**** PROVIDED TEXT ****

The Pacific island-nation of Palau is close to kicking all commercial fishing vessels out of its tropical waters. The move will single-handedly section off more than 230,000 sq miles of ocean, an area slightly smaller than France, to create one of the world’s largest marine reserves. The sanctuary, which Palauan President Thomas Remengesau Jr announced at the United Nations last month, would also sit inside the world’s last healthy stand of lucrative, tasty tuna.
Giving fishing vessels the boot is bold for any nation, but perhaps more so for Palau, a smattering of 300 islands east of the Philippines. Tuna, America’s favorite finned fish, is a regional boon worth an estimated $5.5bn. Commercial fishing, largely by boats from Japan and Taiwan, represents $5m annually – or 3.3% of GDP – to Palau. But still, the island state says it will allow existing fishing licenses to expire.
The move, hailed by ocean conservationists, sets a worrying precedent for the tuna industry. While the commercial catch inside Palau is minimal, captains covet the freedom to chase warm-blooded, migratory tuna across jurisdictions. If Palau goes through with the plan, it will mark the first time a nation has completely banned fishing vessels from its entire Exclusive Economic Zone.
“Our concern is not so much a practical one as it is a concern with the precedent of closing areas with no scientific basis for it,” says Brian Hallman, executive director of the American Tunaboat Association.
“The migratory range of tunas is vast, covering the waters of many countries and the high seas. So the only way to conserve stocks is by international treaty arrangements and this is already being done.”

**** INFORMATION GIVEN ****

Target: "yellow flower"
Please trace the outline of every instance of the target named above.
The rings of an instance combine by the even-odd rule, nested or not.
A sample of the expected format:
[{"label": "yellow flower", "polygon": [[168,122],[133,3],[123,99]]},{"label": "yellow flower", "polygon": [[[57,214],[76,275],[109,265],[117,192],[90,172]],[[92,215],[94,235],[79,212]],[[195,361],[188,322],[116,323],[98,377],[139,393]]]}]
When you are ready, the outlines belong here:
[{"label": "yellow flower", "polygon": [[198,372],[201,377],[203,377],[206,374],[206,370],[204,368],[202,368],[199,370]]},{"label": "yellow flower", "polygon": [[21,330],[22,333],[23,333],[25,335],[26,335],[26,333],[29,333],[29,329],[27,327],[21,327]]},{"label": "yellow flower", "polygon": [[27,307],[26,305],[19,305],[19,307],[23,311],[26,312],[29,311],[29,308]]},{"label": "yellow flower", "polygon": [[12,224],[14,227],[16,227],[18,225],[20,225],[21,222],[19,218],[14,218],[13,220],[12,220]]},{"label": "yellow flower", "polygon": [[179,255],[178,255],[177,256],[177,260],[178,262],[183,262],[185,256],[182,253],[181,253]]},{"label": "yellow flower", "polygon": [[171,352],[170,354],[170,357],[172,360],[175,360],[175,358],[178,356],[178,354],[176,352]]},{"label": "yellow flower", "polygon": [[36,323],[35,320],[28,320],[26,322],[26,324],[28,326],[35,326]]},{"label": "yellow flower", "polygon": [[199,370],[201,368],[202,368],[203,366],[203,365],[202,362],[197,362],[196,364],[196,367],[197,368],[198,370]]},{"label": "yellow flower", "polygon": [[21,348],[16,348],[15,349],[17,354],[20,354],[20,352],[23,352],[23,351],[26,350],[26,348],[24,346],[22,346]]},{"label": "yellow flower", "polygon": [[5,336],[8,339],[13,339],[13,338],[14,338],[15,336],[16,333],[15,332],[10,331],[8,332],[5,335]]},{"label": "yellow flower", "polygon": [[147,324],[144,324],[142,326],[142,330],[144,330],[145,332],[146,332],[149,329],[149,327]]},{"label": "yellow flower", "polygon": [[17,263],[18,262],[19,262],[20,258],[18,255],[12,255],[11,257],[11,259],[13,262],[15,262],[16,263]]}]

****

*WHAT THIS TASK INVOLVES*
Copy the Palau fishing text starting with "The move, hailed" and going on through "American Tunaboat Association.", swapping "captains" for "skippers".

*WRITTEN SOLUTION*
The move, hailed by ocean conservationists, sets a worrying precedent for the tuna industry. While the commercial catch inside Palau is minimal, skippers covet the freedom to chase warm-blooded, migratory tuna across jurisdictions. If Palau goes through with the plan, it will mark the first time a nation has completely banned fishing vessels from its entire Exclusive Economic Zone.
“Our concern is not so much a practical one as it is a concern with the precedent of closing areas with no scientific basis for it,” says Brian Hallman, executive director of the American Tunaboat Association.